# Gestellte Aufgabe:
Welche Zeilen der Daten unten enthalten das Wort „vent“? Liste jede dieser Zeilen vollständig auf, wobei Groß- und Kleinschreibung zählt.

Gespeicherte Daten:
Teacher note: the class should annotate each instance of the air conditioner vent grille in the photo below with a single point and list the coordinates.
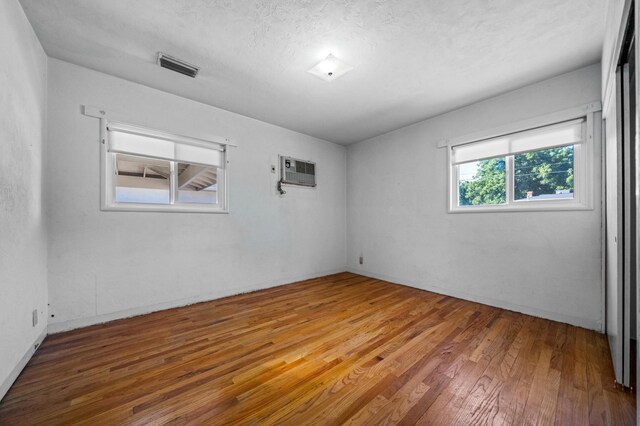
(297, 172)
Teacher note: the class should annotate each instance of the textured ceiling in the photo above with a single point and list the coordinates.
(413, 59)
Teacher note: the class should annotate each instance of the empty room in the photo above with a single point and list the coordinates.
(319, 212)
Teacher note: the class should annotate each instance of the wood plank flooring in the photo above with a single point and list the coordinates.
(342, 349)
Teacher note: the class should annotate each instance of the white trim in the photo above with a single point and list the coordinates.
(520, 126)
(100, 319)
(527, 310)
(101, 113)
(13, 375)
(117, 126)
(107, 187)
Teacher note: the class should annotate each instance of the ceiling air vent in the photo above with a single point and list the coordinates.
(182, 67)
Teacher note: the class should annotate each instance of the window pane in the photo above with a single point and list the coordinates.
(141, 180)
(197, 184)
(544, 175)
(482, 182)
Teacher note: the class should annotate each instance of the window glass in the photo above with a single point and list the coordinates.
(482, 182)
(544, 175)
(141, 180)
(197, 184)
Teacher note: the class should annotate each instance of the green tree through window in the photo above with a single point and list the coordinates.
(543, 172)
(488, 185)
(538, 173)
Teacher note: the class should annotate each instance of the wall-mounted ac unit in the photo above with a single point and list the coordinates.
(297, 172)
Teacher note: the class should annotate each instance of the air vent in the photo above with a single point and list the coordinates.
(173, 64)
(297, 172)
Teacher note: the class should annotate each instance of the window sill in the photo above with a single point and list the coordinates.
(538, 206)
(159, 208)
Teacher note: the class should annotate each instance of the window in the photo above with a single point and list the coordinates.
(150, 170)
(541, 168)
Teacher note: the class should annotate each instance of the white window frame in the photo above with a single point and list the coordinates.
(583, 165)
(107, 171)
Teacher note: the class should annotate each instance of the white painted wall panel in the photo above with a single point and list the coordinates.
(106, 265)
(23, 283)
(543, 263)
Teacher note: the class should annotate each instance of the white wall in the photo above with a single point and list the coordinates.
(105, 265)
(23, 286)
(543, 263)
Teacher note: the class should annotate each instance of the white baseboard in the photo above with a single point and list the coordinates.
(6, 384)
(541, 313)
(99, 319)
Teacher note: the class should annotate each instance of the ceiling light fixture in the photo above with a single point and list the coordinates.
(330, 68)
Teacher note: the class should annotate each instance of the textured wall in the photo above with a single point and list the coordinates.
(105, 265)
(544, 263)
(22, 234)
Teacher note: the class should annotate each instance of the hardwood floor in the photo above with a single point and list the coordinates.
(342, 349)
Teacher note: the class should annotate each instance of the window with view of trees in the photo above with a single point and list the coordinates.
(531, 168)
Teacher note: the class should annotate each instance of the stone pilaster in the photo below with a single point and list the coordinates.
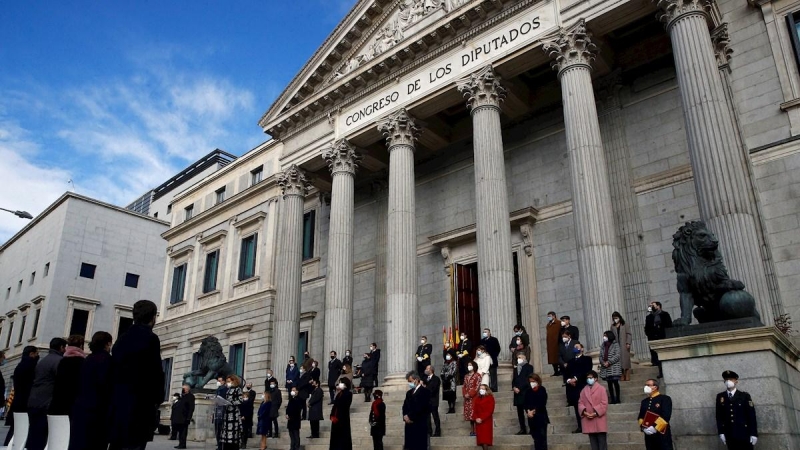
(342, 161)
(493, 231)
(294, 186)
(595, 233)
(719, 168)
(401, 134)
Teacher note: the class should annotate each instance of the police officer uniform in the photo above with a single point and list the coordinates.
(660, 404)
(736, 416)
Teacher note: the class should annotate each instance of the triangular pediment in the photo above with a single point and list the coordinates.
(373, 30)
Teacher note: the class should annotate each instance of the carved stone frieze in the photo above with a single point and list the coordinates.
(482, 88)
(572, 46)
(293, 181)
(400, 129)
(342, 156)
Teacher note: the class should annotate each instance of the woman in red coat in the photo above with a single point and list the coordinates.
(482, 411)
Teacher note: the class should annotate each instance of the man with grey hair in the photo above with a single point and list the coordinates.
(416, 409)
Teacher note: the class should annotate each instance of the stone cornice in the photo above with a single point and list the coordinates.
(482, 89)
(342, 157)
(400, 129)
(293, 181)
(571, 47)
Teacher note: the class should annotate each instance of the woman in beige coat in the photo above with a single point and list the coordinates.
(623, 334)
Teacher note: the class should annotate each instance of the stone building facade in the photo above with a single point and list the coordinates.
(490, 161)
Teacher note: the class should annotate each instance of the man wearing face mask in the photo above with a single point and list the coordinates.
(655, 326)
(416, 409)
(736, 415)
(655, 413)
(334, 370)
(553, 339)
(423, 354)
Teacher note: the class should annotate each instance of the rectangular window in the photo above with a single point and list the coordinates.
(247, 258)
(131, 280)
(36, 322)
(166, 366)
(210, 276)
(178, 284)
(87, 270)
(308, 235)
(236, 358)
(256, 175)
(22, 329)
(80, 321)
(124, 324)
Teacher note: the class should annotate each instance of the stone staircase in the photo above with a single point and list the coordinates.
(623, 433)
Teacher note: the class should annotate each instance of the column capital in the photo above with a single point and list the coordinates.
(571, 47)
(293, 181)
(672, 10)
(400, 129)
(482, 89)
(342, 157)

---

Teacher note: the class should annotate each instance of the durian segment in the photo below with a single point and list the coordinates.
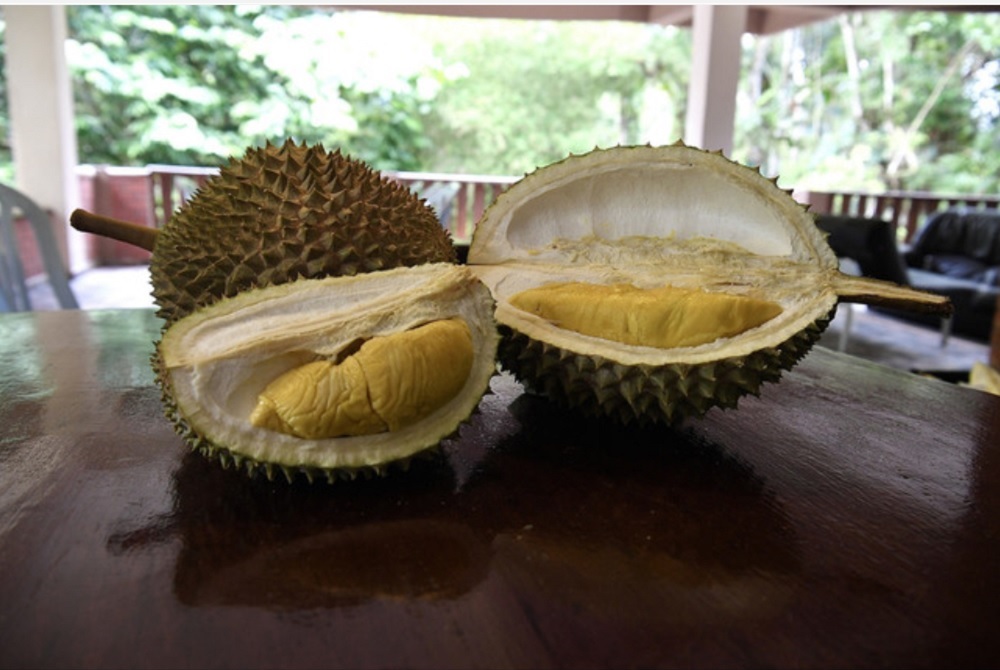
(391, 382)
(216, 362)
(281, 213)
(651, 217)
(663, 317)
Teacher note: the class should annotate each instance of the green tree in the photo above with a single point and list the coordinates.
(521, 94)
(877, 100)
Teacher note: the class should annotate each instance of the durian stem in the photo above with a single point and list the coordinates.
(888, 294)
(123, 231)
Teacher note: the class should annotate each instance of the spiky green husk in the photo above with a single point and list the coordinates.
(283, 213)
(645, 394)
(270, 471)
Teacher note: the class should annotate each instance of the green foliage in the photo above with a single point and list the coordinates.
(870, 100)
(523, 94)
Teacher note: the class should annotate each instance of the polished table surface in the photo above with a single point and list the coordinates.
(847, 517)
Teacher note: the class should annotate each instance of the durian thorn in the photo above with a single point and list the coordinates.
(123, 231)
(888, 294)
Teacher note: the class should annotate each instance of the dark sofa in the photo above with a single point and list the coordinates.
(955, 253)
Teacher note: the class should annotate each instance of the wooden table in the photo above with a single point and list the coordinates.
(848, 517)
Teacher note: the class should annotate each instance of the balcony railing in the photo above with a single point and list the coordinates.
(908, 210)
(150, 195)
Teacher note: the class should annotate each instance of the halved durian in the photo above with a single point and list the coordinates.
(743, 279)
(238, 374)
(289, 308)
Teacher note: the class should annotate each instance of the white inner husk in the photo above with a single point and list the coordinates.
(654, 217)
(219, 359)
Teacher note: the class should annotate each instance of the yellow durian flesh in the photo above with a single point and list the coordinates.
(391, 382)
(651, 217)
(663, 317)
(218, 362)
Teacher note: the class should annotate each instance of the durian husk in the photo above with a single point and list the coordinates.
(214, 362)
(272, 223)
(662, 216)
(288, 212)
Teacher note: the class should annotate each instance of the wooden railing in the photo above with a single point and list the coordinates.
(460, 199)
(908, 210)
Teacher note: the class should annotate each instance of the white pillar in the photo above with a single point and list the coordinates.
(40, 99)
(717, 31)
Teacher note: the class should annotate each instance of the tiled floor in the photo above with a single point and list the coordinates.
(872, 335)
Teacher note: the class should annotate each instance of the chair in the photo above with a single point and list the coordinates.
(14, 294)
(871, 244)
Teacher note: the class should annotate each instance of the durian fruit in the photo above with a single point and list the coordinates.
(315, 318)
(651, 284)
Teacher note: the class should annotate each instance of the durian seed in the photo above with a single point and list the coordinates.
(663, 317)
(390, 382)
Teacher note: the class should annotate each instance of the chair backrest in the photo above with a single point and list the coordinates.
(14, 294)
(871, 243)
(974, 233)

# Vollständige Lösung:
Teacher note: the class should annotate each instance of the air conditioner vent grille in the photo below with a single point and list the coordinates.
Teacher note: the class should annotate each instance of the ceiling air vent in the photo above with a single point and list the coordinates.
Teacher note: the class should annotate each instance of the air vent in the photo above with a single point and list the coordinates.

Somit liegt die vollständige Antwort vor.